#### Materials provided ####

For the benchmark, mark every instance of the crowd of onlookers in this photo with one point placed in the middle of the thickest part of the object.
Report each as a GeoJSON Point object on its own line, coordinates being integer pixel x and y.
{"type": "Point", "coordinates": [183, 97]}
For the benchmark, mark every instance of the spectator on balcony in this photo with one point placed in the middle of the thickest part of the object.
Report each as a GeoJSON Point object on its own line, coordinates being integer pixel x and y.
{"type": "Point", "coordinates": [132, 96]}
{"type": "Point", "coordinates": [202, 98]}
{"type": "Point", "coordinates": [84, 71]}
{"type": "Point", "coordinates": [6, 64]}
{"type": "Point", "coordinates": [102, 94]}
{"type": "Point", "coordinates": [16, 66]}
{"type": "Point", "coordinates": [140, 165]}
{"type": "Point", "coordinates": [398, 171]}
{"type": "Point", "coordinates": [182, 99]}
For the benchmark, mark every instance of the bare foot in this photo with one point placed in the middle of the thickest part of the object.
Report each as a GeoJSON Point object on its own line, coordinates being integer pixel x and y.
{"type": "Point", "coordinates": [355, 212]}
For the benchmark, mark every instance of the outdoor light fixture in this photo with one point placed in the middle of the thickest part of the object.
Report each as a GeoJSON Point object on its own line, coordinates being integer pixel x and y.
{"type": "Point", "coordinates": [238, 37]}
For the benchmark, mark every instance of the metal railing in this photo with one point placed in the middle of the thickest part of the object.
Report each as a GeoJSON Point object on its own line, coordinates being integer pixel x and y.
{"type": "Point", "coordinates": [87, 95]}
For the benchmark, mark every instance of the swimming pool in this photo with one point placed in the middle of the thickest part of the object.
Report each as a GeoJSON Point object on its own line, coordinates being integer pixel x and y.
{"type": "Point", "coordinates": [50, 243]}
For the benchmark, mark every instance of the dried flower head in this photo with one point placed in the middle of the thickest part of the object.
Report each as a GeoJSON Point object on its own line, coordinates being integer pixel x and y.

####

## Required task
Render the listing above as a Markdown table that skips blank lines, putting a running count in a column headed "Row" and each line in a column headed "Line".

## Output of the task
| Row | Line |
|---|---|
| 1 | For the benchmark, mark every instance of the crowd of onlookers in this photo with one point placed in the middle of the thickest part of the object. |
| 2 | Report each as a GeoJSON Point object on its own line, coordinates being integer pixel x and y. |
| 3 | {"type": "Point", "coordinates": [183, 97]} |
| 4 | For the benchmark, mark every instance of the spectator on balcony in this photo with one point placed in the middle of the thickest part of the object. |
| 5 | Report each as a GeoJSON Point object on its own line, coordinates being integer pixel x and y. |
| 6 | {"type": "Point", "coordinates": [132, 96]} |
| 7 | {"type": "Point", "coordinates": [202, 98]} |
| 8 | {"type": "Point", "coordinates": [84, 71]} |
| 9 | {"type": "Point", "coordinates": [6, 64]} |
| 10 | {"type": "Point", "coordinates": [102, 94]} |
| 11 | {"type": "Point", "coordinates": [16, 66]} |
| 12 | {"type": "Point", "coordinates": [140, 165]} |
| 13 | {"type": "Point", "coordinates": [398, 171]} |
| 14 | {"type": "Point", "coordinates": [182, 99]} |
| 15 | For the benchmark, mark every instance of the bare foot in this photo with one point placed in the middle of the thickest part of the object. |
| 16 | Report each as a GeoJSON Point object on its own line, coordinates being integer pixel x and y. |
| 17 | {"type": "Point", "coordinates": [355, 212]} |
| 18 | For the benchmark, mark every instance of the outdoor light fixture in this photo with one point placed in the middle of the thickest part of the object. |
| 19 | Report each as a GeoJSON Point object on its own line, coordinates being integer pixel x and y. |
| 20 | {"type": "Point", "coordinates": [238, 37]} |
| 21 | For the benchmark, mark every instance of the metal railing in this photo with one point placed in the middle of the thickest part of the object. |
| 22 | Report each as a GeoJSON Point object on its own line, coordinates being integer pixel x and y. |
| 23 | {"type": "Point", "coordinates": [87, 95]} |
| 24 | For the benchmark, mark every instance of the swimming pool in this photo with one point placed in the middle of the thickest part of the object. |
| 25 | Report each as a GeoJSON Point object on its own line, coordinates being integer pixel x and y. |
| 26 | {"type": "Point", "coordinates": [50, 243]} |
| 27 | For the benchmark, mark every instance of the dried flower head in this photo with one point placed in the middle of the thickest part of the object. |
| 28 | Report each as a GeoJSON Point object on its own line, coordinates being integer pixel x and y. |